Mon avis sur le jeu a-t-il changé ? Pas vraiment, mais je le regarde aujourd’hui avec des yeux différents. Ce qui m’intéressait, en refaisant le jeu, c’était de comprendre ce qui, fondamentalement, dysfonctionnait en lui. Final Fantasy XV est une machine qui déraille dans le sens où ses différents éléments s’imbriquent mal les uns dans les autres, fonctionnent mal les uns avec les autres voire se neutralisent. A ce titre, Final Fantasy XV est un jeu disposant d’une assez faible intégration structurelle de ses parties. Il peine à être un tout cohérent. Il ne s’agit pas ici de faire un catalogue de tout ce qui fonctionne mal dans le jeu, ni de revenir sur son développement chaotique (bien que cela permette de comprendre la genèse de ces dysfonctionnements), ni non plus de faire le compte des bons et mauvais points du jeu. Pour ces choses-là, je renvoie au livre de Jérémy Kermarrec, La Légende de Final Fantasy XV, qui fait très bien tout cela. L’ouvrage, en retraçant le développement du jeu et en revenant sur les problématiques propres à Square Enix à l’époque (et au jeu vidéo japonais plus largement), tisse une toile assez exhaustive de ce qui explique l’état du jeu. Au-delà de ça, il aborde également le jeu de l’intérieur pour comprendre comment se manifestent ces dysfonctionnements dont il a précédemment tracé la genèse. Si je reprendrai en partie certains de ces éléments d’analyse, la question que j’entends me poser suggère un léger décalage.

Problemata

Il y a un consensus qui veut que Final Fantasy XV soit un jeu dont la structure ludico-narrative est celle du road trip. D’ailleurs, assez tôt dans le développement cette idée se fait jour : Nomura disait vouloir raconter l’histoire d’un groupe d’amis qui se concentrerait précisément sur les relations amicales. L’idée du road trip prendrait racine dans cette première envie qui aurait été affinée tout au long du développement et confirmée lors de la prise en charge du jeu par Tabata.

Je le répète à l’envie : n’écoutons pas trop les créateurs sur ce qu’ils disent de leurs propres œuvres. Une œuvre n’est pas contenue tout entière dans les intentions de ses créateurs, à plus forte raison lorsqu’elle est une œuvre collective. Dès lors, posons-nous plutôt la question : Final Fantasy XV est-il bien le road trip qu’il prétend être ?

A fantasy based on reality

Il est bon, je crois, de partir du point suivant : avant d’être un road trip, Final Fantasy XV est un jeu à la croisée des chemins.

→ **CONSIGNE**
Répondez à ces questions sur le texte consacré à Final Fantasy XV.
(a) Quel livre le texte recommande-t-il pour retracer le développement du jeu, et qui l'a écrit ?
(b) Selon le consensus évoqué, quelle est la structure ludico-narrative du jeu ?
(c) Qui disait vouloir raconter l'histoire d'un groupe d'amis ?
Ces lignes de données proviennent d'une autre source.

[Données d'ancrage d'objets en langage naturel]
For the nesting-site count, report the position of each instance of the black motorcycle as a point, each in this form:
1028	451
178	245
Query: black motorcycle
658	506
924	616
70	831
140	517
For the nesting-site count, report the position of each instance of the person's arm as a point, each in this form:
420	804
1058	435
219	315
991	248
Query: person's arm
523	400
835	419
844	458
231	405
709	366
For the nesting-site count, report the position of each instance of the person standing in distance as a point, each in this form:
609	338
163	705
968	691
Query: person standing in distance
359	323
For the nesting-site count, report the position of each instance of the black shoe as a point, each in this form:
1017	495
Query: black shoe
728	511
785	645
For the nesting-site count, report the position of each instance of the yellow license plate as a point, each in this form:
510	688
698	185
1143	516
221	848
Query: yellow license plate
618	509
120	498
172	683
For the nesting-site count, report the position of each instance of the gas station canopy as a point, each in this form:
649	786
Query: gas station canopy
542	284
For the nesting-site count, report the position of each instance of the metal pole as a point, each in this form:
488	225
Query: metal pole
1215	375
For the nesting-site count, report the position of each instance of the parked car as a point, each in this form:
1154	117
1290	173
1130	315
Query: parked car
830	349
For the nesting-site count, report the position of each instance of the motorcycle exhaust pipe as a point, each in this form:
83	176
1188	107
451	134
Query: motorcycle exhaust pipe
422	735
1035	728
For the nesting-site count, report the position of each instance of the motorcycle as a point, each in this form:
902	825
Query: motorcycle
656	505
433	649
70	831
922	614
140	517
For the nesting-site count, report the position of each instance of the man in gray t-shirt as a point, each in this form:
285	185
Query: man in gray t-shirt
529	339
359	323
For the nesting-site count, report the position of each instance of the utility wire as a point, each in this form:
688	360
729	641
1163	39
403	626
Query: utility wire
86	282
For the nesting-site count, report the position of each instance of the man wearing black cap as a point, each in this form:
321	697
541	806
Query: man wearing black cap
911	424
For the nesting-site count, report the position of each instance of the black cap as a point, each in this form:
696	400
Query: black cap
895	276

→ **RÉPONSE**
(a) La Légende de Final Fantasy XV, de Jérémy Kermarrec.
(b) Celle du road trip.
(c) Nomura.